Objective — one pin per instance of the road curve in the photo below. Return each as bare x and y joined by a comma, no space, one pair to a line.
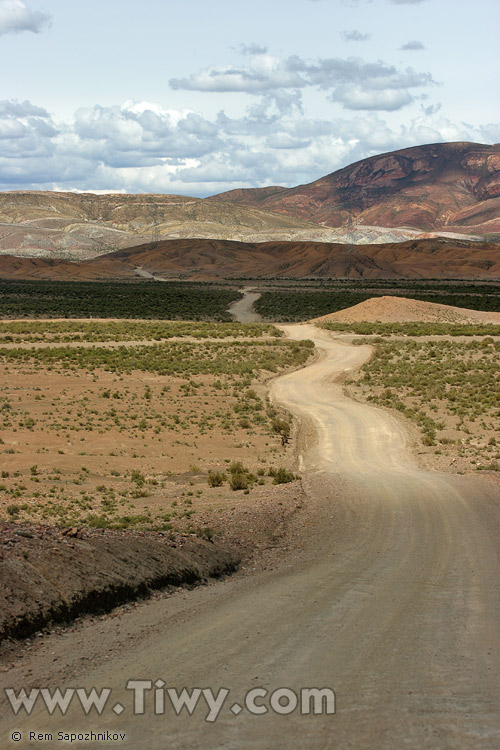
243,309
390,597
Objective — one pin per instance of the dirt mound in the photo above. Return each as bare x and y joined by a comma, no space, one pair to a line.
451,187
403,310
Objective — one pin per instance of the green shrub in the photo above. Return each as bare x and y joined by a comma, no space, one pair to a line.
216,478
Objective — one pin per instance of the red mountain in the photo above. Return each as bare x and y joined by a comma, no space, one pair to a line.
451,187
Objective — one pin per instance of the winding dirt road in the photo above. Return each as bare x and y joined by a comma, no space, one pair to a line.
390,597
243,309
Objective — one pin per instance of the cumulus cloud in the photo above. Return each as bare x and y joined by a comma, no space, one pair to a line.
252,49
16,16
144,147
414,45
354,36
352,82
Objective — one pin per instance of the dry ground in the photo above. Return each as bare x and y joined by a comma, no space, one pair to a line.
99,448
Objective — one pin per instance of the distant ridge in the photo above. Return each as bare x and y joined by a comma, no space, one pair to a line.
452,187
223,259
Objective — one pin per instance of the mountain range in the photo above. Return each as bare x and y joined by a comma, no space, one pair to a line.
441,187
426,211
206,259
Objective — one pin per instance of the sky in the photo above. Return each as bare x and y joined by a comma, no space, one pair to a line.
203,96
§ §
▶ Problem to work on
Rewrite every item above with each occurrence of "one pin per instance" replaced by "one point for each instance", keeping everything else the same. Leave the pictures out.

▶ Task solution
Objective — one point for each instance of the road curve in the photo below. Return each as bare x and y joined by a comma, no space, one pair to a line.
243,309
390,597
Objective — one point for each instance of the dirt mound in the photo above. Return each as bare x and y joined by a comma, no space, one pair to a line.
451,187
403,310
Objective — one point for each instance of the green shrub in the photo above. Return each as bare x and y joined by a comma, no space, one pair to a line.
216,478
Objective — one point for each instance of the red mountain in the photo above. Return each as bare x and y joined by a comma, no space, one pair to a line.
451,187
Objective — one point for each instance of the winding dirt road in the photo above. Return each as bare x and y joined by a comma, no space, one pair to a line.
390,597
243,309
Objective — one point for each instance of the cumulus cloud in the photo above. Return each as bare x and y joined by a comma, no space, one pair to a line.
252,49
16,16
144,147
414,45
354,36
352,82
Objective — one point for each instance of the dry ground in the photo above. Return each as bare x and y joined by a comma, no space, one pair to a line.
99,448
Objective — one point for each instance of the distant ridge in the photo above. Return each as bare x and y joined by a comma, no space, one pair to a line.
452,187
223,259
Objective — one point for each instance of the mountain range in the photo above. Return each as bare x and y joined by a comma, no space, one pair to a line.
441,187
426,211
206,259
Objective — one point for each instance of the sky in the photo above. Return each as bare x and y joined by a comma, no space, one pair to a line.
203,96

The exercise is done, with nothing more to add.